═════ Excerpted data
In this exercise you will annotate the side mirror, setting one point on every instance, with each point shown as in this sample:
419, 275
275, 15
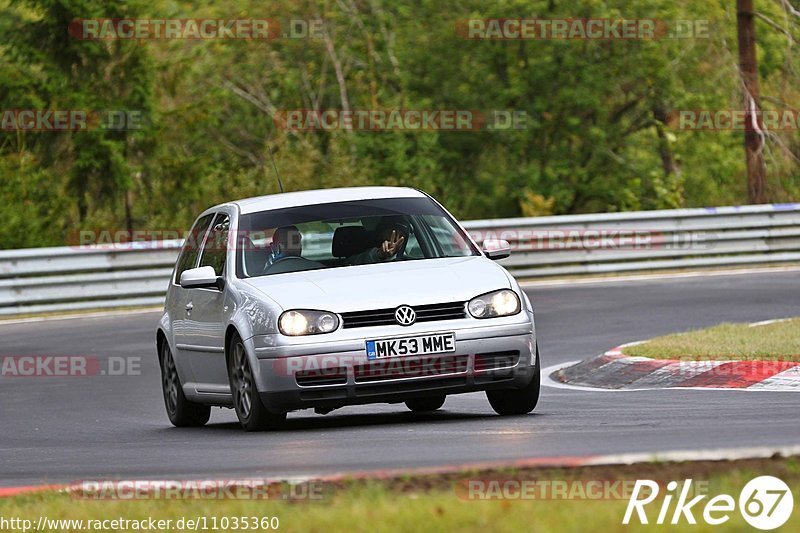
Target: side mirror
496, 249
201, 278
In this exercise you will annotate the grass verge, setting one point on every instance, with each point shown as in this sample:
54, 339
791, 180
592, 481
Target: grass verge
440, 503
770, 342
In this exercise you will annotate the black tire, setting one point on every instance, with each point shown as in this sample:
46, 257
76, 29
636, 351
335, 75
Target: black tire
522, 401
181, 412
421, 405
252, 414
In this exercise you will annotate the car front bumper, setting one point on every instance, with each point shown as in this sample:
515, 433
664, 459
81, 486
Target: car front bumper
337, 372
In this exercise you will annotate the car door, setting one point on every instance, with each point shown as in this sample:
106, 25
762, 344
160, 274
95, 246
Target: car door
204, 327
178, 296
══════════
**Exercise description**
Only lines that hold the string "with" belong in the answer, so copy every one of them from the records.

**Answer section**
In this exercise you will annotate the side mirror, setting one point on every instance, with each point shown as in this sample:
In this exercise you will annotate the grass verge, setting one point on every instance, with each point shown as in this sample:
In this exercise you will annotate the black tire, setting one point on every instance, with each point shown as in this sample:
In this exercise you will annotate the car front bumper, setting one point on every instance, with each point shown as in this sample:
In this exercise you will annotate the car door, setting one point on every instance, with each point shown as in this sample:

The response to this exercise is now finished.